Texto de referencia:
::::::::

28 de marzo de 2017

Dos maridos

Jeffery Scott Lytle, de 42 años, vecino de Monroe, condado de Snohomish, en el estado de Washington, en Estados Unidos, fue arrestado por dos delitos de solicitud de homicidio. Le envió un mensaje de texto desde su teléfono celular a un asesino a sueldo (sicario es la palabra que se utiliza ahora), para solicitarle sus servicios: «Hola, Shayne, qué tal. ¿Te acuerdas que me dijiste que me ayudarías a matar a mi mujer? Pues te voy a aceptar la oferta.» 

Está claro que Lytle no disponía de la suma para contratar a Shayne, pero le ofrecía el cincuenta por ciento de lo que cobrara al seguro, cerca de un millón de dólares; en realidad a los seguros, porque da a entender que Shayne también podría matar a su hija de cuatro años. Podrían repartirse todo lo que cobrara en partes iguales.

::::::::

Datos proporcionados:
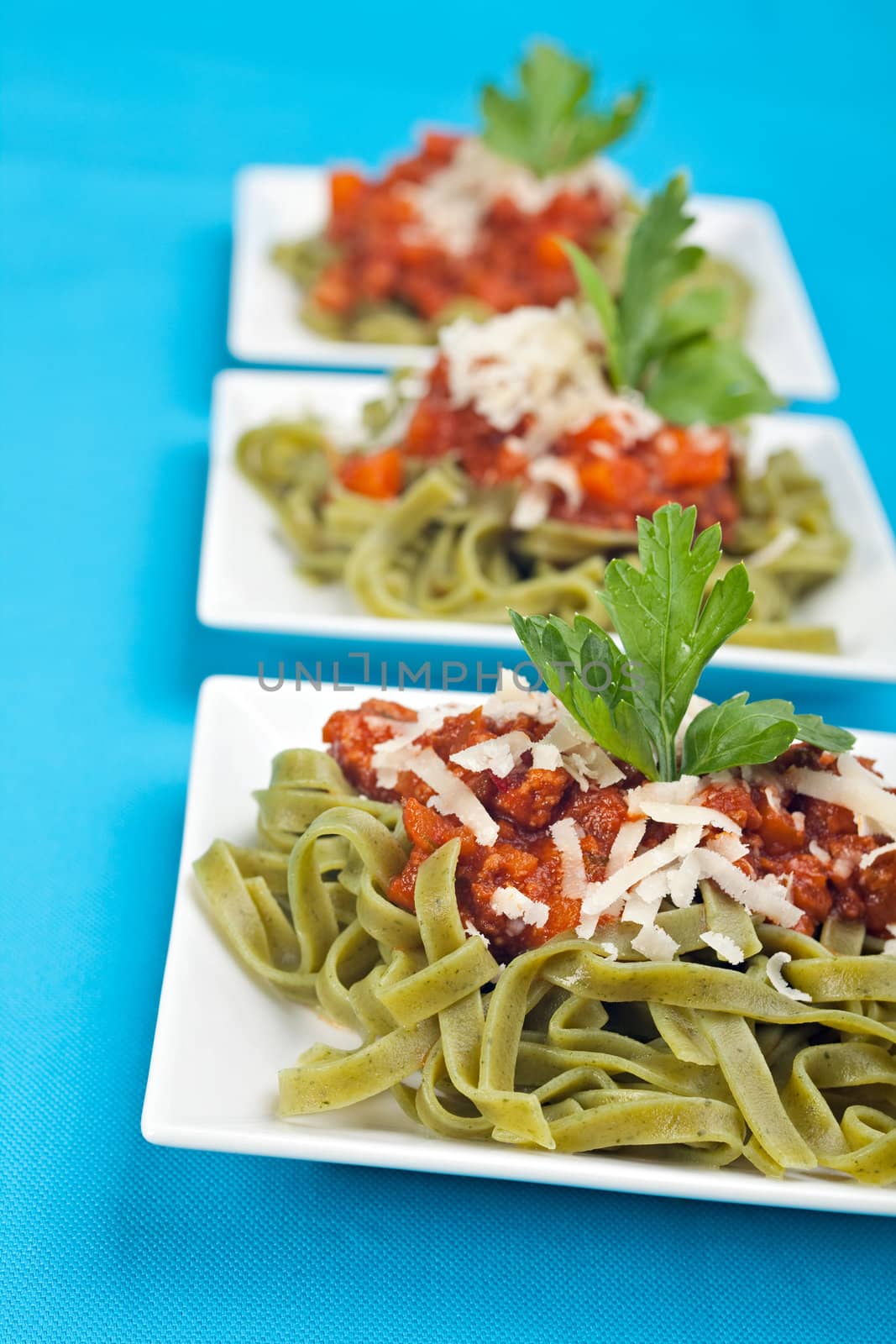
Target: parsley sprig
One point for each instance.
(633, 701)
(665, 347)
(550, 127)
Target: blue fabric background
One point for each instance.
(123, 128)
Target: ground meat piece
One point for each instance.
(352, 734)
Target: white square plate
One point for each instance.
(248, 580)
(277, 205)
(221, 1037)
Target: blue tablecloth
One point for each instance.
(123, 128)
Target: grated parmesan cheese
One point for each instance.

::::::::

Ejercicios propuestos:
a - Reproduce literalmente el fragmento del texto sobre Lytle que empieza en las palabras «Dos maridos» y termina tras «en partes iguales.».
b - Responde según el texto sobre Lytle:
(i) ¿Qué edad tiene Jeffery Scott Lytle?
(ii) ¿Qué parte de lo cobrado al seguro le ofrecía a Shayne?
(iii) ¿Cuántos años tiene su hija?
c - Escribe una continuación del texto sobre Lytle a partir de su última oración.

Respuestas por ejercicio:
a -
Dos maridos

Jeffery Scott Lytle, de 42 años, vecino de Monroe, condado de Snohomish, en el estado de Washington, en Estados Unidos, fue arrestado por dos delitos de solicitud de homicidio. Le envió un mensaje de texto desde su teléfono celular a un asesino a sueldo (sicario es la palabra que se utiliza ahora), para solicitarle sus servicios: «Hola, Shayne, qué tal. ¿Te acuerdas que me dijiste que me ayudarías a matar a mi mujer? Pues te voy a aceptar la oferta.» 

Está claro que Lytle no disponía de la suma para contratar a Shayne, pero le ofrecía el cincuenta por ciento de lo que cobrara al seguro, cerca de un millón de dólares; en realidad a los seguros, porque da a entender que Shayne también podría matar a su hija de cuatro años. Podrían repartirse todo lo que cobrara en partes iguales.

b -
(i) 42 años.
(ii) El cincuenta por ciento.
(iii) Cuatro años.

c -
Lytle tenía ya un plan. El trabajo para Shayne no presentaba mayores dificultades: «Yo voy a trabajar a las cinco de la mañana. Mi mujer sale hasta las dos de la tarde, así que tienes tiempo y puedes hacer que parezca un robo fallido o un accidente.»

Pero Lytle cometió un error fatal. El mensaje no lo envió a Shayne sino a su exjefe, que lo mostró a la policía. Tras ser detenido, Lytle negó haber pedido por escrito que mataran a su mujer y su hija. Se retractó y dijo que con esas palabras del mensaje quería desahogarse su enojo luego de una discusión conyugal... el mensaje, sí, bueno, estaba en el teléfono, sólo eso, sólo estaba ahí, y no lo había enviado, quizá su hija lo había enviado por error...

No sé cuál pueda ser la pena para alguien que solicita un homicidio. No sé por qué Lytle envió el mensaje a su jefe y no al sicario. No me sorprendería que pasara una larga temporada en la cárcel o que un juez lo deje en libertad con una fianza, pero estas cosas a mí siempre me han parecido propias de las novelas policíacas y del cine.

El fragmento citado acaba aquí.